Brief
Nothing but the lines from the one containing "column 35, row 16" through the last line of the records belongs in the answer, copied exactly and with the pictures left out.
[[ Material for this task, beginning ]]
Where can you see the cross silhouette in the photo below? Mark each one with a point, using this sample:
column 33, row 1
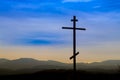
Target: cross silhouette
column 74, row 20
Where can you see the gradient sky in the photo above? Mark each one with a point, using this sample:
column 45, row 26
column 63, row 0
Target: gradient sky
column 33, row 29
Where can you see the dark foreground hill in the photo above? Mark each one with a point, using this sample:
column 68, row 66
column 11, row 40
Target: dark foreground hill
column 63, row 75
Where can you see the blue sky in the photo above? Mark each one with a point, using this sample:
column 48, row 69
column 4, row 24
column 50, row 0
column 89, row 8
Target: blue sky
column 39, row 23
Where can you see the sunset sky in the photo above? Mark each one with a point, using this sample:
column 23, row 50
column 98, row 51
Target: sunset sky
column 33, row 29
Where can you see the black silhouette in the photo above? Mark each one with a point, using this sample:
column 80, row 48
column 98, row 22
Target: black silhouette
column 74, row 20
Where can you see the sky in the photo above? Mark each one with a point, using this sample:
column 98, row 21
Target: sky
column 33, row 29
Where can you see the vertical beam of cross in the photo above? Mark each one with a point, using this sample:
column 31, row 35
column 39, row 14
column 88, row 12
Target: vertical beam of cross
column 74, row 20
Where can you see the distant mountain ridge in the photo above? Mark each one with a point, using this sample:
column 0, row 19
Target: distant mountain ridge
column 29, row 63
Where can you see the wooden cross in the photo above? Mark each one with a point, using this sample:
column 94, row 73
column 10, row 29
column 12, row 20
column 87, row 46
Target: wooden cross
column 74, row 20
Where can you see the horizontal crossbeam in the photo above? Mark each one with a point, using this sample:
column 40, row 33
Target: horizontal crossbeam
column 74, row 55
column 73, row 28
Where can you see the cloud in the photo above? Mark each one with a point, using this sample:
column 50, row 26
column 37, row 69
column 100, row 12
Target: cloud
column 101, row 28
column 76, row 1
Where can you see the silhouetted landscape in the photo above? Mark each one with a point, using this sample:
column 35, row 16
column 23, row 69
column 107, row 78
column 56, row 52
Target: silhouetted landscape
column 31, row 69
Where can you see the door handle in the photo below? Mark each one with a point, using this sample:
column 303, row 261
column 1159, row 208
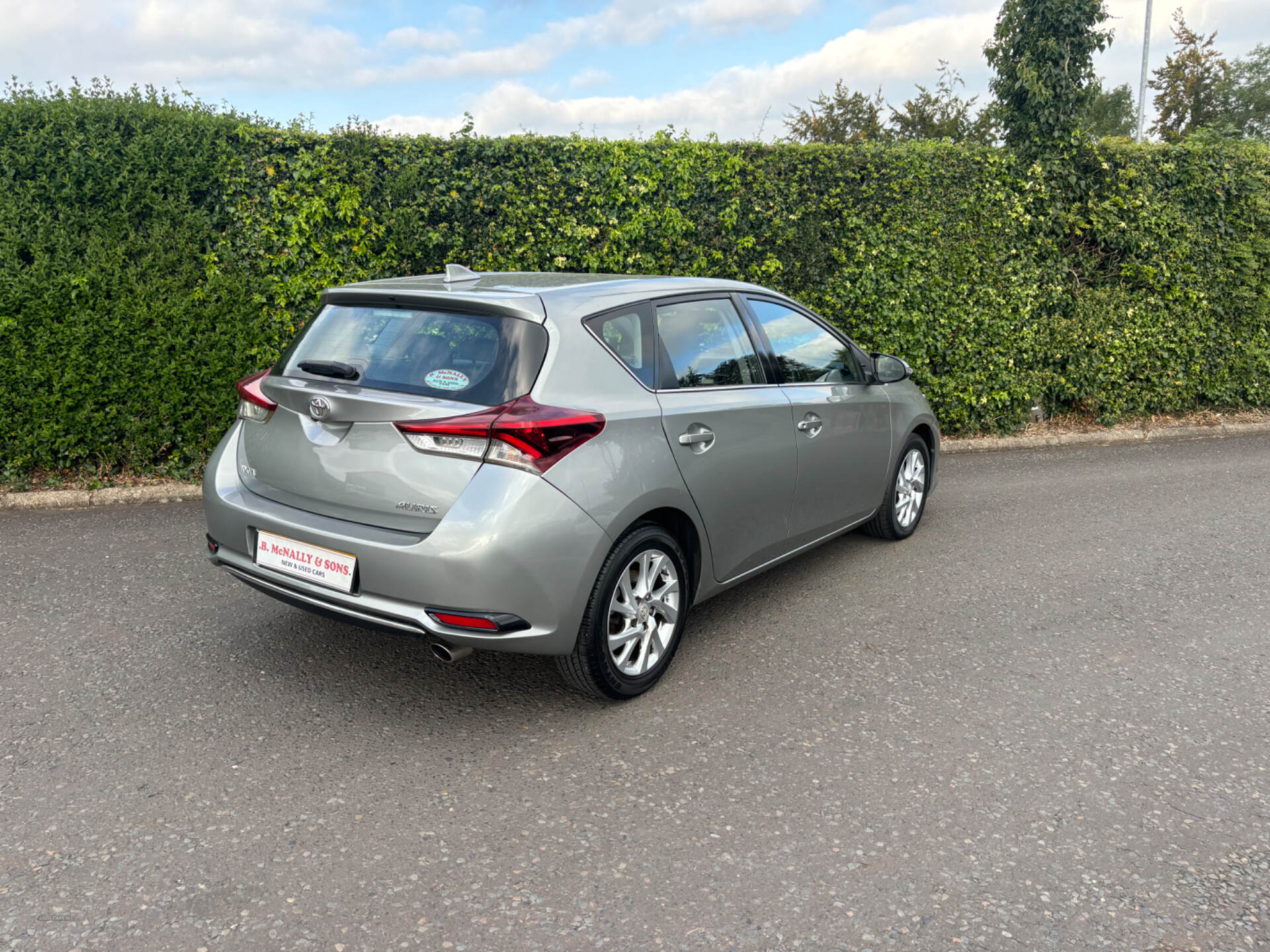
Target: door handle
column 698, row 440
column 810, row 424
[[ Material for this task, end ]]
Answer section
column 35, row 16
column 23, row 69
column 107, row 78
column 56, row 52
Target: silhouetted landscape
column 31, row 69
Where can you see the door handle in the photo below? Mark each one with a point, using this sample:
column 303, row 261
column 1159, row 208
Target: door handle
column 698, row 440
column 810, row 424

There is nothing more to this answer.